* SOURCE DOCUMENT
## start

Tom: Thanks, Gary. You are listening to Search the Scriptures Daily, a program in which we encourage everyone who desires to know God’s truth to look to God’s Word for all that is essential for salvation and living one’s life in a way that is pleasing to Him.
Today, in this segment, we’re going to discuss a subject which probably most of our listeners have never questioned but simply assumed to be true because, well, that’s what they grew up believing and never heard anyone challenge its veracity through the Scriptures. And, what I am referring to is Good Friday, the day most people believe that Jesus was crucified. In fact, most professing Christians around the world hold services on Good Friday in honor of Christ’s crucifixion, and that was certainly my experience growing up Roman Catholic. Nevertheless, we are going to take a serious look at a biblical basis for Good Friday.
But before we get to that, Dave, I want to talk about the problem of accepting things simply because that’s the way someone has always believed, or because one’s church had traditionally made it a practice of honoring a certain day.
Dave: Whatever we believe, Tom, we must have a solid reason for it. We must have evidence. And God is running the universe—He’s the one who is in charge. We’ve talked about this before—we need to find out what He has to say about it. I don’t care what some ecclesiastical genius or a great authority accepted by man has to say. Authority doesn’t come through the age of your organization, or how large it is, or what fancy robes people wear, or what their traditions are. I wouldn’t want to step out into eternity trusting to some church’s tradition, no matter how old it is and how venerable and how large it is. I would want to know why God delegated them to tell everybody else what to do.
And you know in Matthew 23, Jesus took the rabbis to task for that very thing. Just to put it in modern terms, He said something like, “Well, you scoundrels, not only don’t you enter into heaven, but you stand in the way of those who would.” Jesus takes the rabbis to task for setting up a system of religion that they alone can interpret; nobody can get to God except by going through them. They make the rules. Now, common sense would tell you that that isn’t right. Why should I trust someone? Why should I trust a rabbi? Why should I trust a pope? Why should I trust a pastor? If God has not spoken, and we can’t know that He spoke, we can’t know what He said, and we can’t understand it, forget it! So…
Tom:Yes, but Dave, you’re not saying here, look, don’t trust your pastor, don’t trust people who have put in time and energy and scholarship upon things like, you know understanding Greek, understanding Hebrew, and so on?
Dave: Well, Tom, that depends on what you mean by “trust.” Am I going to trust…
Tom: Well, I don’t want to worry people out there that we’re just throwing out everything that's come down the line.
Dave: No, but on the other hand, you know what our whole ministry goes by—The Berean Call—the Bereans checked Paul out against the Scriptures. That’s all I am saying.
Tom: And they were commended for that.
Dave: That’s right. We are told that we should search the Scriptures to see whether these things are so. So, I am not saying that you sit in church with a skeptical eye on your pastor.
Tom: Or at least not cynical—maybe some skepticism is okay.

## end

* DIRECTIONS
1) Answer from the Good Friday transcript:
(a) What is the name of the program?
(b) Which chapter of Matthew does Dave cite?
(c) What is the name of the ministry Dave mentions?
2) Retype the stretch of the Good Friday transcript from "Dave: Well, Tom, that" through "on your pastor.".
3) Continue the Good Friday transcript from its last line.
The lines after this point come from a separate source.

* DATA EXTRACT
## start

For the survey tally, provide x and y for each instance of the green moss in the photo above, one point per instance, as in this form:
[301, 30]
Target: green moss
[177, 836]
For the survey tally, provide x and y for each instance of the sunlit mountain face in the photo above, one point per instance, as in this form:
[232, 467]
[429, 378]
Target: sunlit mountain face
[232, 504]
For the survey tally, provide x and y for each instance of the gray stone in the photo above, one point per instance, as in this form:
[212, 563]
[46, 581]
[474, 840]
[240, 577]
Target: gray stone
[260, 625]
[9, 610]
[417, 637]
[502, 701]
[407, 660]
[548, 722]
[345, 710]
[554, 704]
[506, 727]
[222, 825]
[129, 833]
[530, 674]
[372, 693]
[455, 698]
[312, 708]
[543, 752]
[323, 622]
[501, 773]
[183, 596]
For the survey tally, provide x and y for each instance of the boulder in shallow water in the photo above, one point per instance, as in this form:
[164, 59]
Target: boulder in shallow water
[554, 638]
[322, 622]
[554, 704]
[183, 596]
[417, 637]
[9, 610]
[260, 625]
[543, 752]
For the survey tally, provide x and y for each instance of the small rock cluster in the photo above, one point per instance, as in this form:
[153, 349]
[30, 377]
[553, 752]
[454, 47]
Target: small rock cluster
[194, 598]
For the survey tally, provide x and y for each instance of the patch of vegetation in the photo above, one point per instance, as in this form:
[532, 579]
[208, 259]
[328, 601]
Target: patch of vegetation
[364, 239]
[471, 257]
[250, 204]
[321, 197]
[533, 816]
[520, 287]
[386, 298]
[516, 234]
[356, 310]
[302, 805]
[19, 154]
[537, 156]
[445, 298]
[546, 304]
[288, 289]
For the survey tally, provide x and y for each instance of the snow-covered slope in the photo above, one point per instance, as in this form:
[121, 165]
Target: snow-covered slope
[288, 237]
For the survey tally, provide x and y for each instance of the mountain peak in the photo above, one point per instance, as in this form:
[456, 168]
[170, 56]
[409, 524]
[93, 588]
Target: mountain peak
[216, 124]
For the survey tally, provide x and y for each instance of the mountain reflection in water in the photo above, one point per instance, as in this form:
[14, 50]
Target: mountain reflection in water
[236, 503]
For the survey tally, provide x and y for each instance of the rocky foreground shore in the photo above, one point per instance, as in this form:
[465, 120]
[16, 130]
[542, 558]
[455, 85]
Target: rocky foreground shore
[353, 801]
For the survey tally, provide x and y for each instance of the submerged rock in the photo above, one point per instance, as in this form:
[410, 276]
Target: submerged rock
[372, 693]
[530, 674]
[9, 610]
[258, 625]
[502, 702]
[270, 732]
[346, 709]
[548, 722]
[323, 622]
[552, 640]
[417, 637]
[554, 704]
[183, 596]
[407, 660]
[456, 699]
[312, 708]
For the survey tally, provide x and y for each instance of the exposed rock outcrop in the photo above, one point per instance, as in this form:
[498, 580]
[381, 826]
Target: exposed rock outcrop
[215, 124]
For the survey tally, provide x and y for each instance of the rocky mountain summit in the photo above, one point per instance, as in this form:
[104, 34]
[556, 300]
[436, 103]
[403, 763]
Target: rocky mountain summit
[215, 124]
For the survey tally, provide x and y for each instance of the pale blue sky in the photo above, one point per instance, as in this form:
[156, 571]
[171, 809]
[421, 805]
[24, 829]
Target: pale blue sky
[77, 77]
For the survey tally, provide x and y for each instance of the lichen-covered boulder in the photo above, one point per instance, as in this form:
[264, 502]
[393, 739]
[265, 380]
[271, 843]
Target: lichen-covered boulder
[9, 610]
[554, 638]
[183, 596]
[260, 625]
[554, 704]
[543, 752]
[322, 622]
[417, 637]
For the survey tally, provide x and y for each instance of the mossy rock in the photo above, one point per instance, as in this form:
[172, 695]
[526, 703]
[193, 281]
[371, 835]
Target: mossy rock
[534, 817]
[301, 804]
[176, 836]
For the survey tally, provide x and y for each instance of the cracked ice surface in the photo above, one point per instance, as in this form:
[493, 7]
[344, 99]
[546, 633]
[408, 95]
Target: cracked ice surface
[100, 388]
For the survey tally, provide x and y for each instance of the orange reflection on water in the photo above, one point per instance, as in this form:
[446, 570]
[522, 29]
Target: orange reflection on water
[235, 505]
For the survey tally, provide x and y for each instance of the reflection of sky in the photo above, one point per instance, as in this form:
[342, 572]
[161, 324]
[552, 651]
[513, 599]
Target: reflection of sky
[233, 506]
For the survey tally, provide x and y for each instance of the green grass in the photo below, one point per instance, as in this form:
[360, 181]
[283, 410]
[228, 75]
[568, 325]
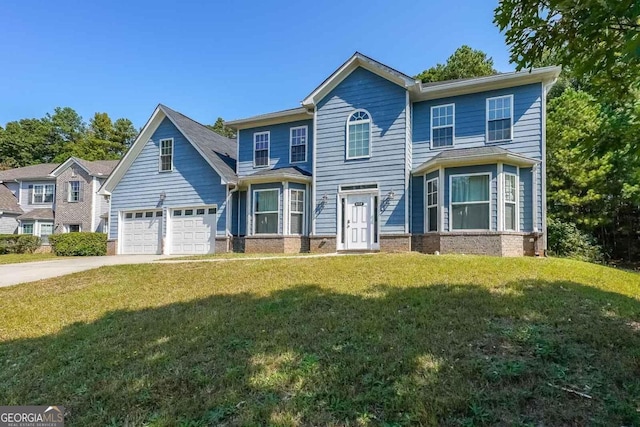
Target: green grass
[388, 340]
[19, 258]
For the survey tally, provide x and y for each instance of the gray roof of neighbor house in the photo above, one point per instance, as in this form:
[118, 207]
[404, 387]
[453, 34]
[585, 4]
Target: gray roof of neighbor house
[43, 213]
[99, 167]
[292, 171]
[41, 171]
[8, 202]
[219, 150]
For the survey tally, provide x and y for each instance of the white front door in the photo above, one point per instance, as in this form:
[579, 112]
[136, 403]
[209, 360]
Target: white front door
[358, 227]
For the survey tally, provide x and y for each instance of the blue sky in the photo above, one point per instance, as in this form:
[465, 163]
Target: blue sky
[209, 59]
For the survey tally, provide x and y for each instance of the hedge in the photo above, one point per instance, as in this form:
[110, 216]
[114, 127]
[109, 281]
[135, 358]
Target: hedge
[19, 243]
[79, 244]
[566, 240]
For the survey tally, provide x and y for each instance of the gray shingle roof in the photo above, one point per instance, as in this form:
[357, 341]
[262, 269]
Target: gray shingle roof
[8, 202]
[288, 172]
[99, 167]
[43, 213]
[474, 155]
[29, 172]
[219, 150]
[471, 152]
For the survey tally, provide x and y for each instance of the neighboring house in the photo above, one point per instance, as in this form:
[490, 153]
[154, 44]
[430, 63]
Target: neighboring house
[372, 160]
[54, 198]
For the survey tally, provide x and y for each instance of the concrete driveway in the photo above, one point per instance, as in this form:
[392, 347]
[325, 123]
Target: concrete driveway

## end

* RESULTS OF THE TASKS
1)
(a) Search the Scriptures Daily
(b) Matthew 23
(c) The Berean Call

2)
Dave: Well, Tom, that depends on what you mean by “trust.” Am I going to trust…
Tom: Well, I don’t want to worry people out there that we’re just throwing out everything that's come down the line.
Dave: No, but on the other hand, you know what our whole ministry goes by—The Berean Call—the Bereans checked Paul out against the Scriptures. That’s all I am saying.
Tom: And they were commended for that.
Dave: That’s right. We are told that we should search the Scriptures to see whether these things are so. So, I am not saying that you sit in church with a skeptical eye on your pastor.

3)
Dave: Yeah, but Tom, you were talking not so much about a pastor’s Sunday morning sermon but about traditions that have been accepted, and people just parrot these words; they accept what has been said before, and, you know, we could talk about a lot of traditions. We could talk about Mennonites or—every church probably has traditions. “This is the way you do it, and it’s been done this way for many years, and don’t rock the boat!” But we’re not talking about doing it—whether you do things in a certain way—but beliefs, I presume. Tom, you are running this show here. You started us off on this.
Tom: Well, I’m concerned. We’re picking an issue here, and I know there are people out there who are saying, “What are these whackos up to? They are telling us that Jesus wasn’t crucified on Good Friday? The next thing they will be telling us that Jesus wasn’t born on December 25th.”
Dave: (Chuckling) Right.
Tom: Well, all we're saying is, well look, if this is what’s being presented, show us the scriptures that support that. December 25th—you won’t find any biblical support for that. We want people to, as you said Dave, be Bereans. Not be cynics, not have a critical spirit, but if they are going to do whatever they do, it has to be on the basis of faith, and that faith ought to be based on their confidence in what God’s Word says. Where else can we turn?
Dave: Right. Now, Tom, but let’s make a distinction between December 25th and Good Friday, because . . .
Tom: Okay, good point.
Dave: Because most people that go along with the Christmas tradition, they don’t really think that Jesus was born December 25th—they are not sure, but they say, well, this is the time of the year for remembering His birth.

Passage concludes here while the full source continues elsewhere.